**Activity:** Using the entries below, copy out all lines where "rough" is found.

--- Task inputs Enclosed Below ---

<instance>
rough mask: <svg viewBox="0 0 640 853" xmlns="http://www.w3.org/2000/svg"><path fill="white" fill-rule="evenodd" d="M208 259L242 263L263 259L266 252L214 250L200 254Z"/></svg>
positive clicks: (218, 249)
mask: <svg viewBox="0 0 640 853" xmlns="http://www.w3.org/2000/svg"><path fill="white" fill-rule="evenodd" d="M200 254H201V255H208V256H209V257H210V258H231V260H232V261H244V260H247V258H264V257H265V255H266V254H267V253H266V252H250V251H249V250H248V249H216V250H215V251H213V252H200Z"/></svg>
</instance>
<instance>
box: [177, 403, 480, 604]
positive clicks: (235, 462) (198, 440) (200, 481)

--- End of Enclosed Task inputs ---
--- Task inputs Enclosed Below ---

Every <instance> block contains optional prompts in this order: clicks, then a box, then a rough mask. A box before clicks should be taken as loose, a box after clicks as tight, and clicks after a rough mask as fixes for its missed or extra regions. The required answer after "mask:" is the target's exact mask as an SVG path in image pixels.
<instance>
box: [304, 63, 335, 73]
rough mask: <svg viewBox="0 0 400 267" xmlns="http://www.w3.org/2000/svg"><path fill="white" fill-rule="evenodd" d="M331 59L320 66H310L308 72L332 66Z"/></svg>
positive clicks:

--- End of Enclosed Task inputs ---

**Exercise result:**
rough mask: <svg viewBox="0 0 640 853" xmlns="http://www.w3.org/2000/svg"><path fill="white" fill-rule="evenodd" d="M208 259L242 263L263 259L266 252L214 250L200 254Z"/></svg>
Every <instance> block contains optional prompts in this order: clicks, then a box, then a rough mask. A box before clicks should be taken as loose, a box after clicks as tight, and clicks after a rough mask as fixes for its missed or extra regions. The required answer after "mask:" is the target's exact mask as an SVG path in image pixels.
rough mask: <svg viewBox="0 0 400 267" xmlns="http://www.w3.org/2000/svg"><path fill="white" fill-rule="evenodd" d="M331 59L320 66H310L308 72L332 66Z"/></svg>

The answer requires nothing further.